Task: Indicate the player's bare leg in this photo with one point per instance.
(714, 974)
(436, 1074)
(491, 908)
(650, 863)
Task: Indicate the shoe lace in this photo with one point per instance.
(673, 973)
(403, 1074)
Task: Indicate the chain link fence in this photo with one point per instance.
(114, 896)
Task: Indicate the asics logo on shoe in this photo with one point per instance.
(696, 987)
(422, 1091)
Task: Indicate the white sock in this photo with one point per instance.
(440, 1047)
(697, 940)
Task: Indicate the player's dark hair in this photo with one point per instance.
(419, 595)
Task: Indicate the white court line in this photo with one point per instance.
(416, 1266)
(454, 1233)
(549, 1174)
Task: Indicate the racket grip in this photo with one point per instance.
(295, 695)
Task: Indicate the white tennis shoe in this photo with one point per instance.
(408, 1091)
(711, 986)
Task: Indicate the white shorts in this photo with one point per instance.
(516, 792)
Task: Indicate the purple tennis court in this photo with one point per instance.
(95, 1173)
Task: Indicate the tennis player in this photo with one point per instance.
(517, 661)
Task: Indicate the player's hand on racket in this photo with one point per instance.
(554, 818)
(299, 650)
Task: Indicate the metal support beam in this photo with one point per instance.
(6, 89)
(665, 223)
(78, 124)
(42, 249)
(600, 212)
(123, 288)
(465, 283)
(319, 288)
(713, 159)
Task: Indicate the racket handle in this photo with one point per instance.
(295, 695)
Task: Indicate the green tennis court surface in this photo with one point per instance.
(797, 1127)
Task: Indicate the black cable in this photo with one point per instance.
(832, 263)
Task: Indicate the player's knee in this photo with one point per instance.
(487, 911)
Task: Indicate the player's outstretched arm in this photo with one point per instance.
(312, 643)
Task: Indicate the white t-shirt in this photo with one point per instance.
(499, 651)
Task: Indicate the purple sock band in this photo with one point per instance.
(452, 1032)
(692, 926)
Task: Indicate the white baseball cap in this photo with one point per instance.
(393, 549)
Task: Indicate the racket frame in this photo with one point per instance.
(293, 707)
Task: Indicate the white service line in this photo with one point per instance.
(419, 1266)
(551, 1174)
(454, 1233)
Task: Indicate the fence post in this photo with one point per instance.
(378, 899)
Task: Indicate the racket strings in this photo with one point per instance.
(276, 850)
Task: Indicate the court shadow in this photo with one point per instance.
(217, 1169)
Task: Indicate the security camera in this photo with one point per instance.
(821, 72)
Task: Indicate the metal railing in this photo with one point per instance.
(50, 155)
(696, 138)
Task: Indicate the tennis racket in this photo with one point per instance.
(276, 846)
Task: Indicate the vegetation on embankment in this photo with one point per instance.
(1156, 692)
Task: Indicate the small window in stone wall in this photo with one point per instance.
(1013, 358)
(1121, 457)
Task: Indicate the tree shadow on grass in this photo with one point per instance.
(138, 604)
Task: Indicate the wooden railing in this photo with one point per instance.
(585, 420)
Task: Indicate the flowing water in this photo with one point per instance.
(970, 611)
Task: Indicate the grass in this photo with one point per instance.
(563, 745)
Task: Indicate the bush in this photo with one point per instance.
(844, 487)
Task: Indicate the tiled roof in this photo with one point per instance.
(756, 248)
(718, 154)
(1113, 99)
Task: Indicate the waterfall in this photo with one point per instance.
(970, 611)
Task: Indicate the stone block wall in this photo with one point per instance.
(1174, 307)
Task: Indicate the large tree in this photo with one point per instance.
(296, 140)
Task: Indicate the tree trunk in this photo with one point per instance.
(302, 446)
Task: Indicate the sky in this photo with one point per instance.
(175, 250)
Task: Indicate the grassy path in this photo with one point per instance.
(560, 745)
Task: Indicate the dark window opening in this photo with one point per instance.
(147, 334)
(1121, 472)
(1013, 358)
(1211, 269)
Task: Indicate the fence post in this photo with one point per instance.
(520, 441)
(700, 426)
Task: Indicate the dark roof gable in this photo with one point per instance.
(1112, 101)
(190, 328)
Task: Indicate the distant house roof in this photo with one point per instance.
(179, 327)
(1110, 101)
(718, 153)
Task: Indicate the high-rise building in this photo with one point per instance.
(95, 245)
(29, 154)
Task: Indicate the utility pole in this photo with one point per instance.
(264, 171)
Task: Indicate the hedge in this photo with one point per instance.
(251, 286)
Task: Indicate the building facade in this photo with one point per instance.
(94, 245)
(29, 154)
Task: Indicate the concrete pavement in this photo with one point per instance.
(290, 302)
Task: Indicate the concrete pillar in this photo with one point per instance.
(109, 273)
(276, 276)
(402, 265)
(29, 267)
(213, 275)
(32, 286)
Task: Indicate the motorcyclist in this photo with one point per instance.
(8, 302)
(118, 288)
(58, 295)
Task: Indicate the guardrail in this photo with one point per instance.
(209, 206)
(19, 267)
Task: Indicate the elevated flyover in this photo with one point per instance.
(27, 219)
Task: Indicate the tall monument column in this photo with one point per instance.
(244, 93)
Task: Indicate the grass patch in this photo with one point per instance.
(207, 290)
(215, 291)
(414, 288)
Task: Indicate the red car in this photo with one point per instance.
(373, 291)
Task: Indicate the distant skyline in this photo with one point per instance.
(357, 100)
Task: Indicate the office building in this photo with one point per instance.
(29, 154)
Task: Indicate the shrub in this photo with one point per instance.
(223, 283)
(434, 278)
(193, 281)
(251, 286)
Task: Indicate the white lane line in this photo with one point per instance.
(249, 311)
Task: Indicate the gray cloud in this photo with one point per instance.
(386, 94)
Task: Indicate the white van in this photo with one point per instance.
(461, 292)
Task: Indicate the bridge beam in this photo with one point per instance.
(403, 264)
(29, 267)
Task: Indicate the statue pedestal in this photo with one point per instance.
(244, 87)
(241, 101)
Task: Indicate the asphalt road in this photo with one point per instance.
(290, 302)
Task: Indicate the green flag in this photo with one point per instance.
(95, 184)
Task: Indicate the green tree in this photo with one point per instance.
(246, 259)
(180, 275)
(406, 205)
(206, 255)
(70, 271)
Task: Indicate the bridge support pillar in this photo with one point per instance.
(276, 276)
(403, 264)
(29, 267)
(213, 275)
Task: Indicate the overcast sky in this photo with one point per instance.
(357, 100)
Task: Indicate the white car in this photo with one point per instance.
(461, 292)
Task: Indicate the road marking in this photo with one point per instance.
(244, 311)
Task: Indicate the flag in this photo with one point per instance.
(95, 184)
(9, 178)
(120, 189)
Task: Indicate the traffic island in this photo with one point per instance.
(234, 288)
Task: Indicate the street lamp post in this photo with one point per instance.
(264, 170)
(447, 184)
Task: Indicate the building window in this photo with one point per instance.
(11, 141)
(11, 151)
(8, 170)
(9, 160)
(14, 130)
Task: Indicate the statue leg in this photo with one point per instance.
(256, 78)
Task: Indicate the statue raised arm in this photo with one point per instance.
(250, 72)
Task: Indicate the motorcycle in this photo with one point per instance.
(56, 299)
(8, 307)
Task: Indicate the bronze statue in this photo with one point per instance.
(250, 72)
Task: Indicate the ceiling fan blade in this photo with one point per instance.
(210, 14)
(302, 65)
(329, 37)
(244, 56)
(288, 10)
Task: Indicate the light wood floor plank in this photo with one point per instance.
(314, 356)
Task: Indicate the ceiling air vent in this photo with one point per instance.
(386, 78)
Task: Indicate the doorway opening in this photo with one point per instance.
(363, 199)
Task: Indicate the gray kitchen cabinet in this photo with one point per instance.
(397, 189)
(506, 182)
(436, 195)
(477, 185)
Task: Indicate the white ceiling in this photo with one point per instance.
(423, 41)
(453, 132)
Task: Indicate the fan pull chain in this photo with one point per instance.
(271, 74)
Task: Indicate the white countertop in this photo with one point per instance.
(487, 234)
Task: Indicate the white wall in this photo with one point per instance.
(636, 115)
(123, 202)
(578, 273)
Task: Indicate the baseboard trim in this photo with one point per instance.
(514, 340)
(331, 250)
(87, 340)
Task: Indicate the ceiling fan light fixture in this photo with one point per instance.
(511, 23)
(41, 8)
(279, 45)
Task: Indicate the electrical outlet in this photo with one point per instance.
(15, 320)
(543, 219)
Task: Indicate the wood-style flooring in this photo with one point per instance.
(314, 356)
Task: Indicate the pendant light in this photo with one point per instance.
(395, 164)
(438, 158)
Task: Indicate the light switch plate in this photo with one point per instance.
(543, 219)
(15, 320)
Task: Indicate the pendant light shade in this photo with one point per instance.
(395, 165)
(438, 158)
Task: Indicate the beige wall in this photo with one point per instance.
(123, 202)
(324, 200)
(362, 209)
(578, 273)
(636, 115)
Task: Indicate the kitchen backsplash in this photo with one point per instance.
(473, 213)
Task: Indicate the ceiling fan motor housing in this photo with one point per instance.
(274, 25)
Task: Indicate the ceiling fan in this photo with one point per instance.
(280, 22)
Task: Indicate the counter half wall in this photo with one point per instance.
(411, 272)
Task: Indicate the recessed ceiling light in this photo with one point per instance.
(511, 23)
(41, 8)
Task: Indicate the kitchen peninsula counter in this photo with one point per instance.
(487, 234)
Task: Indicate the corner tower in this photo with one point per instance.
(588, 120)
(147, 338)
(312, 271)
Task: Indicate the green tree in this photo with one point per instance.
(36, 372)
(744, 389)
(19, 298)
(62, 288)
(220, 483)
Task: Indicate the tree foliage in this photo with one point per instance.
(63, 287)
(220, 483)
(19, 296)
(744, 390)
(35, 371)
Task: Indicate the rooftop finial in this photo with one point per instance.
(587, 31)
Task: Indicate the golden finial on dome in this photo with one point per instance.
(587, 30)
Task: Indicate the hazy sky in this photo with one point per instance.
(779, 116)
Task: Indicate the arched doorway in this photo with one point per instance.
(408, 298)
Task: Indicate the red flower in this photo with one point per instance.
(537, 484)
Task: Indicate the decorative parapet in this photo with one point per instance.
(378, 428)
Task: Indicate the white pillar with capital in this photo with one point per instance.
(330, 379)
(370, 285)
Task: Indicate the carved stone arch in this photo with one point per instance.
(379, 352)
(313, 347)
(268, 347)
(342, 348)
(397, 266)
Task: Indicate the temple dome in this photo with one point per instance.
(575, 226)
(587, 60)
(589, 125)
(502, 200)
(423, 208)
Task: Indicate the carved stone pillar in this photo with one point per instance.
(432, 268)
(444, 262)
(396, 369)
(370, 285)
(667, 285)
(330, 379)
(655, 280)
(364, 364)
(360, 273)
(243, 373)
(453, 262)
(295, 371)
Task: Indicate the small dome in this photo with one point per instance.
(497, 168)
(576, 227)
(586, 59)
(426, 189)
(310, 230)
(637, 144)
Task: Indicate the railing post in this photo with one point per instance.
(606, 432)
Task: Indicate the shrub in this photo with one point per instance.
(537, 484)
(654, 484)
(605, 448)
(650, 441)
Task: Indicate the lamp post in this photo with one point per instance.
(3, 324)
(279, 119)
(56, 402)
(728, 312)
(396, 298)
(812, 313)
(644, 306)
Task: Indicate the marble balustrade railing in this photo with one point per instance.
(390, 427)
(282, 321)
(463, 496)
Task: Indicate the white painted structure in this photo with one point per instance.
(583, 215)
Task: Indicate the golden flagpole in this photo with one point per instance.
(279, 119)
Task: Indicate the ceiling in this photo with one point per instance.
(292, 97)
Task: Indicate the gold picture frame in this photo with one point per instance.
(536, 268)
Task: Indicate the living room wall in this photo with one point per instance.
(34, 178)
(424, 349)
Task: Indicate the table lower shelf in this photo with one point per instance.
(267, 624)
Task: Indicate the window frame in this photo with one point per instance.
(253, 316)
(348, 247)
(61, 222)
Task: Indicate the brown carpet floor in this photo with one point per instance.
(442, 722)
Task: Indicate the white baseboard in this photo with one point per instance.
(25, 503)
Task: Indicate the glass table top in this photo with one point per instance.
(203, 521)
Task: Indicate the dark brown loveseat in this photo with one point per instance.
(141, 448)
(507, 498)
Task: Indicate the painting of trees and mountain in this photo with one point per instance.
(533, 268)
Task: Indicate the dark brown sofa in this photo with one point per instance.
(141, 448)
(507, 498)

........

→ PROBLEM REQUIREMENTS: Reproduce the records verbatim, starting at the line that contains "Task: Indicate the white court" and ending at the line that contains "(797, 1127)", with both of those lines included.

→ CORRECT OUTPUT:
Task: Indicate the white court line in this photo with one point per instance.
(416, 1266)
(454, 1233)
(549, 1174)
Task: Indicate the racket grip in this photo with one point per instance.
(295, 695)
Task: Indicate the white tennis shoe in this photo with one point per instance.
(408, 1091)
(711, 986)
Task: Indicate the white shorts in this photo with one point per instance.
(516, 792)
Task: Indicate the purple tennis court in this photo with one point per instance.
(95, 1173)
Task: Indicate the tennis player in this photo with one point per instance.
(517, 661)
Task: Indicate the player's hand on racket in this photo with one point per instance.
(554, 818)
(299, 650)
Task: Indicate the metal support beam in this photo with one point per instance.
(6, 89)
(665, 223)
(78, 124)
(42, 249)
(600, 212)
(123, 288)
(465, 283)
(319, 288)
(713, 159)
Task: Indicate the racket handle in this photo with one point per instance.
(295, 695)
Task: Indicate the green tennis court surface in this photo with one point per instance.
(797, 1127)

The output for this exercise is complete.